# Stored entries
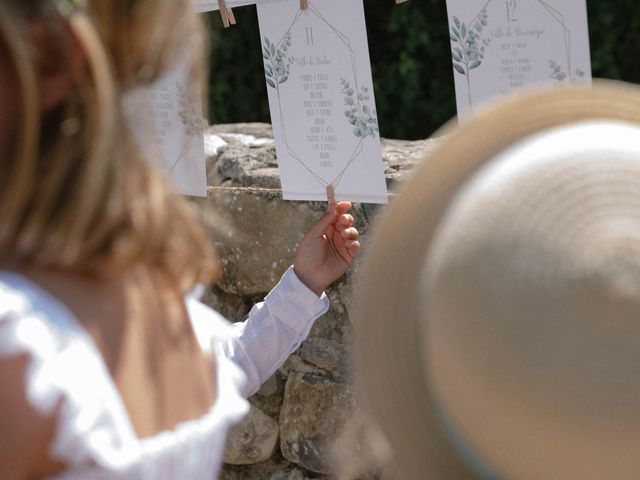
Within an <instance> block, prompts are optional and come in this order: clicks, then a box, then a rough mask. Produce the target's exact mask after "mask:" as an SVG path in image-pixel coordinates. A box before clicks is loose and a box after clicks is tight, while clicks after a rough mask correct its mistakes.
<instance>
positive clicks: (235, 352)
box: [0, 268, 329, 480]
mask: <svg viewBox="0 0 640 480" xmlns="http://www.w3.org/2000/svg"><path fill="white" fill-rule="evenodd" d="M186 305H187V309H188V312H189V316H190V318H191V321H192V325H193V327H194V332H195V334H196V336H197V338H198V341H199V343H200V345H201V346H202V347H203V349H204V350H208V349H210V348H215V349H216V352H217V354H218V355H217V395H218V397H217V399H216V402H215V404H214V405H213V406H212V408H211V409H210V410H209V412H208V413H207V414H206V415H204V416H203V417H201V418H199V419H196V420H193V421H188V422H185V423H182V424H180V425H178V426H177V427H176V428H175V429H174V430H171V431H166V432H162V433H160V434H158V435H156V436H154V437H150V438H146V439H139V438H137V437H136V434H135V432H134V430H133V427H132V424H131V421H130V419H129V416H128V414H127V411H126V410H125V407H124V403H123V401H122V398H121V397H120V394H119V393H118V391H117V389H116V387H115V384H114V382H113V380H112V378H111V376H110V374H109V372H108V370H107V368H106V365H105V363H104V361H103V359H102V357H101V355H100V354H99V352H98V350H97V348H96V346H95V344H94V343H93V341H92V339H91V337H90V336H89V335H88V334H87V332H86V331H85V330H84V329H83V327H82V326H81V325H80V323H79V322H78V321H77V320H76V319H75V318H74V316H73V315H72V313H71V312H70V311H69V310H68V309H67V308H66V307H65V305H63V304H62V303H61V302H60V301H59V300H57V299H56V298H54V297H53V296H51V295H50V294H49V293H47V292H46V291H44V290H43V289H42V288H40V287H38V286H37V285H35V284H34V283H32V282H30V281H28V280H27V279H25V278H24V277H21V276H19V275H16V274H13V273H8V272H0V358H3V357H11V356H15V355H21V354H27V355H29V357H30V363H29V366H28V371H27V373H26V376H25V379H24V381H25V385H24V388H25V391H26V394H27V399H28V401H29V402H30V404H31V405H32V406H33V408H35V409H36V410H37V411H38V412H40V413H41V414H43V415H51V414H53V413H54V412H57V428H56V432H55V436H54V439H53V442H52V444H51V445H50V450H49V452H50V455H51V458H52V459H54V460H58V461H60V462H63V463H64V464H66V465H68V469H67V470H65V471H64V472H63V473H61V474H58V475H56V476H54V477H51V478H53V479H56V480H71V479H74V480H75V479H78V480H80V479H91V480H102V479H105V480H107V479H109V480H112V479H113V480H116V479H127V480H129V479H140V480H147V479H148V480H152V479H153V480H162V479H189V480H198V479H207V480H212V479H215V478H217V475H218V472H219V469H220V464H221V461H222V454H223V451H224V443H225V439H226V434H227V430H228V429H229V427H230V426H232V425H233V424H234V423H236V422H238V421H239V420H240V419H241V418H242V417H243V416H244V415H245V414H246V413H247V411H248V403H247V401H246V400H245V398H246V397H247V396H249V395H251V394H253V393H254V392H255V391H257V390H258V388H259V387H260V385H261V384H262V382H264V381H265V380H266V379H267V378H269V377H270V376H271V375H272V374H273V373H274V372H275V370H276V369H277V368H278V367H280V365H281V364H282V363H283V362H284V361H285V360H286V358H287V357H288V356H289V355H290V354H291V353H292V352H293V351H295V350H296V349H297V348H298V346H299V345H300V343H301V342H302V341H303V340H304V339H305V338H306V336H307V335H308V333H309V330H310V329H311V326H312V324H313V322H314V320H315V319H316V318H317V317H319V316H320V315H322V314H323V313H325V312H326V311H327V310H328V308H329V301H328V299H327V297H326V295H323V296H322V297H321V298H319V297H317V296H316V295H315V294H314V293H313V292H311V291H310V290H308V289H307V288H306V287H305V286H304V285H303V284H302V283H301V282H300V280H298V278H297V277H296V275H295V273H294V272H293V269H291V268H290V269H289V270H288V271H287V272H286V273H285V275H284V276H283V277H282V279H281V280H280V283H279V284H278V285H277V286H276V287H275V288H274V289H273V290H272V291H271V293H269V295H268V296H267V297H266V299H265V301H264V302H263V303H260V304H258V305H256V306H255V307H254V308H253V309H252V311H251V313H250V314H249V319H248V320H247V321H246V322H244V323H240V324H235V325H233V326H230V325H229V323H228V322H227V321H226V320H224V319H223V318H222V317H221V316H220V315H219V314H218V313H216V312H215V311H213V310H211V309H210V308H208V307H206V306H205V305H203V304H202V303H200V302H198V301H197V300H196V299H195V298H193V297H188V298H187V299H186ZM1 470H2V467H1V466H0V471H1ZM0 476H1V475H0Z"/></svg>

# What is being asked
In the copy, include all records verbatim but no images.

# Answer space
Within an <instance> block, prompts are optional and come in this order: clicks, then a box, then a rough mask. Produce the target's exact mask after "mask:" as an SVG path in image-pixel coordinates. A box before clicks is loose and a box after clicks is tight, while clicks after a rough mask correct its mistakes.
<instance>
positive clicks: (235, 352)
box: [0, 268, 329, 480]
mask: <svg viewBox="0 0 640 480" xmlns="http://www.w3.org/2000/svg"><path fill="white" fill-rule="evenodd" d="M186 305H187V309H188V312H189V316H190V318H191V321H192V325H193V327H194V332H195V334H196V336H197V338H198V341H199V343H200V345H201V346H202V347H203V349H204V350H208V349H210V348H215V349H216V352H217V354H218V355H217V395H218V397H217V399H216V402H215V404H214V405H213V406H212V408H211V409H210V410H209V412H208V413H207V414H206V415H204V416H203V417H201V418H199V419H196V420H193V421H188V422H185V423H182V424H180V425H178V426H177V427H176V428H175V429H174V430H171V431H166V432H162V433H160V434H158V435H156V436H154V437H150V438H146V439H139V438H137V437H136V434H135V432H134V430H133V427H132V424H131V421H130V419H129V416H128V414H127V411H126V410H125V407H124V403H123V401H122V398H121V397H120V394H119V393H118V391H117V389H116V387H115V384H114V382H113V380H112V378H111V376H110V374H109V372H108V370H107V368H106V365H105V363H104V361H103V359H102V357H101V355H100V354H99V352H98V350H97V348H96V346H95V344H94V343H93V341H92V339H91V337H90V336H89V335H88V334H87V332H86V331H85V330H84V329H83V327H82V326H81V325H80V323H79V322H78V321H77V320H76V319H75V318H74V316H73V315H72V313H71V312H70V311H69V310H68V309H67V308H66V307H65V305H63V304H62V303H61V302H60V301H59V300H57V299H56V298H54V297H53V296H51V295H50V294H49V293H47V292H46V291H44V290H43V289H42V288H40V287H38V286H37V285H35V284H34V283H32V282H30V281H28V280H27V279H25V278H24V277H21V276H19V275H16V274H13V273H8V272H0V358H3V357H11V356H15V355H21V354H27V355H29V357H30V363H29V366H28V371H27V373H26V376H25V379H24V381H25V385H24V388H25V391H26V394H27V399H28V401H29V402H30V404H31V405H32V406H33V408H35V409H36V410H37V411H38V412H40V413H41V414H43V415H51V414H53V413H54V412H57V428H56V432H55V436H54V439H53V442H52V444H51V445H50V450H49V452H50V455H51V458H52V459H54V460H58V461H60V462H63V463H64V464H66V465H68V469H67V470H65V471H64V472H63V473H61V474H58V475H56V476H54V477H51V478H53V479H56V480H71V479H74V480H75V479H78V480H80V479H91V480H102V479H105V480H107V479H109V480H112V479H113V480H116V479H127V480H129V479H140V480H147V479H148V480H152V479H153V480H162V479H189V480H198V479H207V480H212V479H215V478H217V475H218V472H219V469H220V464H221V461H222V454H223V451H224V443H225V439H226V434H227V430H228V429H229V427H230V426H232V425H233V424H234V423H236V422H238V421H239V420H240V419H241V418H242V417H243V416H244V415H245V414H246V413H247V411H248V403H247V401H246V400H245V398H246V397H247V396H249V395H251V394H253V393H254V392H255V391H257V390H258V388H259V387H260V385H261V384H262V382H264V381H265V380H266V379H267V378H269V377H270V376H271V375H272V374H273V373H274V372H275V370H276V369H277V368H278V367H280V365H281V364H282V363H283V362H284V361H285V360H286V358H287V357H288V356H289V355H290V354H291V353H292V352H293V351H295V350H296V349H297V348H298V346H299V345H300V343H301V342H302V341H303V340H304V339H305V338H306V336H307V335H308V333H309V330H310V329H311V326H312V324H313V322H314V320H315V319H316V318H317V317H319V316H320V315H322V314H323V313H325V312H326V311H327V310H328V308H329V301H328V299H327V297H326V295H323V296H322V297H321V298H319V297H317V296H316V295H315V294H314V293H313V292H311V291H310V290H308V289H307V288H306V287H305V286H304V285H303V284H302V283H301V282H300V280H298V278H297V277H296V275H295V273H294V272H293V269H291V268H290V269H289V270H288V271H287V272H286V273H285V275H284V276H283V277H282V279H281V280H280V283H279V284H278V285H277V286H276V287H275V288H274V289H273V290H272V291H271V293H269V295H268V296H267V297H266V299H265V301H264V302H263V303H260V304H258V305H256V306H255V307H254V308H253V309H252V311H251V313H250V314H249V319H248V320H247V321H246V322H244V323H240V324H235V325H233V326H230V325H229V323H228V322H227V321H226V320H224V319H223V318H222V317H221V316H220V315H219V314H218V313H216V312H215V311H213V310H211V309H210V308H208V307H206V306H205V305H203V304H202V303H200V302H198V301H197V300H196V299H195V298H193V297H188V298H187V299H186ZM1 470H2V467H1V466H0V471H1ZM0 476H1V475H0Z"/></svg>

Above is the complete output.